Text provided =
The Accidental Taxonomist: Mapping taxonomies

Showing posts with label Mapping taxonomies. Show all posts

Sunday, November 27, 2022

Taxonomies to Bridge Silos

There is increasing interest in organizations to “break down silos” of content and data. Silos may be different software applications, distinct web or intranet content, or merely different computer drives and folders. The goal is to enable search and retrieval across content that is stored in different content/document management systems and shared folders and the analysis and comparison of data stored in different kinds of database management systems, records management systems, and spreadsheets. This results in better, more complete information to enable more informed decisions and knowledge discovery, along with improved user satisfaction, while also saving time. Breaking down or bridging such silos was a theme of my two most recent conferences.

LavaCon: Connecting Content Silos

The 20^th annual LavaCon conference on content strategy, held October 23-26 in New Orleans, had the theme this year of “Connecting content silos across the Enterprise.” The conference had a number of presentations tied to the theme, 10 of which had “silos” in their titles. Two presentations I especially enjoyed were by leading content strategy consultants about how to connect silos.

Sarah O’Keefe of Scriptorium, in her presentation “From Silo Busting to CaaStle Building,” with a fairy tale castle metaphor, explained that completely unified content cannot be achieved, because CMSs are tuned to specific content domains, corporate websites accommodate different goals of different groups, content silos have their own delivery pipelines, and silos often match the organizational structure. Her solution was to provide Content as a Service (CaaS), or a “CaaStle in the cloud(s).” Silos are kept, allowing for unique requirements, and perhaps reduced in number, but are connected were needed.

Record set =
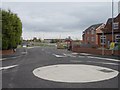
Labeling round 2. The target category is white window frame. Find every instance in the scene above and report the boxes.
[100,35,106,45]
[115,34,120,42]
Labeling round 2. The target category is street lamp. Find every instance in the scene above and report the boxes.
[112,0,114,55]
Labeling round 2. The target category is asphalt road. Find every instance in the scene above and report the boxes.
[0,47,120,88]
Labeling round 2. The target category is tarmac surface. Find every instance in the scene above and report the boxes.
[0,47,120,88]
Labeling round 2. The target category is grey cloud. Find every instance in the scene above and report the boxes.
[2,2,118,39]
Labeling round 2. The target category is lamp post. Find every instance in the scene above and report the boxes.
[112,0,114,55]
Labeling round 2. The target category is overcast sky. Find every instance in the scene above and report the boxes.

Job =
Reproduce the portion of the blog post on taxonomies and silos above that starts at "Sarah O’Keefe of" and ends after "connected were needed.", word for word.

In response =
Sarah O’Keefe of Scriptorium, in her presentation “From Silo Busting to CaaStle Building,” with a fairy tale castle metaphor, explained that completely unified content cannot be achieved, because CMSs are tuned to specific content domains, corporate websites accommodate different goals of different groups, content silos have their own delivery pipelines, and silos often match the organizational structure. Her solution was to provide Content as a Service (CaaS), or a “CaaStle in the cloud(s).” Silos are kept, allowing for unique requirements, and perhaps reduced in number, but are connected were needed.